▸ **What you will do**
The data below is to be copied exactly, line by line.

▸ **Entries supplied**
-- Opening Marker --

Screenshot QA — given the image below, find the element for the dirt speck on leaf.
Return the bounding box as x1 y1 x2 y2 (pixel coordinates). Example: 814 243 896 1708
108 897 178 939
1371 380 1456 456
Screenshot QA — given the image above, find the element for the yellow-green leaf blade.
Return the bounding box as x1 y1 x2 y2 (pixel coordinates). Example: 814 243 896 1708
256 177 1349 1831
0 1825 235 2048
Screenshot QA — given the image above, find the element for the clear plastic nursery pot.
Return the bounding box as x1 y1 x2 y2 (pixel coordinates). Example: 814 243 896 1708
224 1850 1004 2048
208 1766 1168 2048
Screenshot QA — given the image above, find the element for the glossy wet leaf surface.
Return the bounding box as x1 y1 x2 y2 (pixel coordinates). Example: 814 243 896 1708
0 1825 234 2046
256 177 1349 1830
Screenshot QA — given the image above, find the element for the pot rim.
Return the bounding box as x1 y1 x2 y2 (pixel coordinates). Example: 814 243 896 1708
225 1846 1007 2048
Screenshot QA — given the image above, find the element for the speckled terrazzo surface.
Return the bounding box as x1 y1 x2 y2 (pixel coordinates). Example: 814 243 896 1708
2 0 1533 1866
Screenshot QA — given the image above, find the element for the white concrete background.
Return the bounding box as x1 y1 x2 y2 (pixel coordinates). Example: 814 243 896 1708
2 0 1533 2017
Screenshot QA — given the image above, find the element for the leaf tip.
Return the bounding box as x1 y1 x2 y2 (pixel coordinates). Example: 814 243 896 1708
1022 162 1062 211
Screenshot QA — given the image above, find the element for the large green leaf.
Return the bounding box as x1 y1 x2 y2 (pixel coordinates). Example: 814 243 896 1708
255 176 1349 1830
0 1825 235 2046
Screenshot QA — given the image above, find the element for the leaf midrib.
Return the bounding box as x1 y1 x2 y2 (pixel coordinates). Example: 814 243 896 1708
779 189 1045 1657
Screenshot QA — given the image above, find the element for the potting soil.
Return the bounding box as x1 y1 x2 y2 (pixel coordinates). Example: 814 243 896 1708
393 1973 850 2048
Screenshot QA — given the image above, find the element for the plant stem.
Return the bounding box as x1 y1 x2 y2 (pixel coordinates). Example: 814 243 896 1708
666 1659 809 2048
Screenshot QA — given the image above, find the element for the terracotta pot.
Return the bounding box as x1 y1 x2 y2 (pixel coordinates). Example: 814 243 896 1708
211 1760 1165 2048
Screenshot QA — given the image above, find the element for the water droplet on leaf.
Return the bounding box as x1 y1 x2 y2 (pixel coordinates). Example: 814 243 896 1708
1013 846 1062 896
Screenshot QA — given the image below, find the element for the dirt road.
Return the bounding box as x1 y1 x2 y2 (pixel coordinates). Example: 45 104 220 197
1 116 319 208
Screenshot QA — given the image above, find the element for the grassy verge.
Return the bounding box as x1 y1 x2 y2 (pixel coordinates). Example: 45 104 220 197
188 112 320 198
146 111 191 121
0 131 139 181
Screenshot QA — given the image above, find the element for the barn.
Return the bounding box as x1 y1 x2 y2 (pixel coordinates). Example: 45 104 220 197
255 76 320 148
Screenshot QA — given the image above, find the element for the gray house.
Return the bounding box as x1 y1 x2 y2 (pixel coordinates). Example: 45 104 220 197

-- Closing Marker --

▸ **Task result**
Screenshot QA — given the image below, find the element for the dirt speck on leaf.
Return the bounding box as x1 y1 x2 y2 (pixel coordinates). Example: 814 243 896 1708
108 897 178 939
1371 380 1456 456
Screenshot QA — given the image above, find the element for the yellow-green leaf blade.
Return the bounding box as x1 y1 x2 y2 (pixel coordinates). Example: 814 243 896 1708
256 177 1349 1831
0 1825 235 2048
Screenshot QA — given the image above, find the element for the clear plastic nursery pot.
Return the bounding box as x1 y1 x2 y2 (pixel coordinates). Example: 814 243 896 1708
224 1850 1004 2048
208 1766 1168 2048
Screenshot QA — given the image above, find the element for the glossy wet leaf surface.
Return the bounding box as x1 y1 x2 y2 (pixel coordinates). Example: 814 243 896 1708
0 1825 234 2046
256 177 1349 1830
Screenshot QA — given the image above, find the element for the pot rim.
Return the bounding box as x1 y1 x2 y2 (pixel coordinates). Example: 814 243 896 1708
225 1846 1007 2048
Screenshot QA — given the image above, find the element for the speckled terrazzo surface.
Return the bounding box as x1 y1 x2 y2 (pixel coordinates). Example: 814 243 896 1708
2 0 1533 1866
Screenshot QA — given the image above, find the element for the white concrete background.
Return the bounding box as x1 y1 x2 y2 (pixel coordinates). Example: 814 243 896 1708
2 0 1533 2017
Screenshot QA — given the image above, find the element for the leaf tip.
Return the bounding box as x1 y1 x2 y2 (pixel coordinates). Example: 814 243 896 1708
1022 162 1062 211
Screenshot QA — given the image above, find the element for the large green leaf.
Return the bounding box as x1 y1 x2 y2 (pixel coordinates). Example: 814 243 896 1708
255 176 1349 1830
0 1825 235 2046
Screenshot QA — given the image above, find the element for the leaf midrib.
Return the bounding box as x1 y1 x2 y2 (pixel coordinates). Example: 814 243 896 1708
779 189 1045 1657
Screenshot QA — given the image above, find the element for the potting soil.
Return the bounding box as x1 y1 x2 y2 (pixel coordinates). Example: 814 243 896 1708
393 1973 850 2048
Screenshot QA — given the image above, find the element for the plant stem.
Return the bounding box as x1 y1 x2 y2 (pixel coordinates). Example: 814 243 896 1708
666 1659 809 2048
Screenshot QA — given the image above, find the element for the terracotta pot.
Return the bounding box as x1 y1 x2 y2 (pixel coordinates). Example: 814 243 896 1708
211 1760 1165 2048
Screenshot QA — given the image above, find the element for the water droplet on leaf.
Return the bounding box as x1 y1 x2 y2 (pixel coordinates). Example: 814 243 896 1708
1013 846 1062 896
Screenshot QA — given the image below, find the element for the dirt road.
Return the bounding box as x1 y1 x2 y2 (pixel coordinates). Example: 45 104 220 197
1 116 319 208
Screenshot QA — given the image above, find the element for the grassy verge.
Return the bounding box as x1 y1 x2 y2 (pixel coordinates). Example: 45 104 220 197
188 112 320 198
146 111 191 121
0 131 139 181
Screenshot QA — given the image above, find the element for the barn.
Return the bounding box as x1 y1 x2 y2 (pixel coordinates). Example: 45 104 220 197
255 76 320 148
Screenshot QA — given the image above, find the element for the gray house.
Return the bounding box as x1 y1 x2 y2 (pixel coordinates). Example: 45 104 220 197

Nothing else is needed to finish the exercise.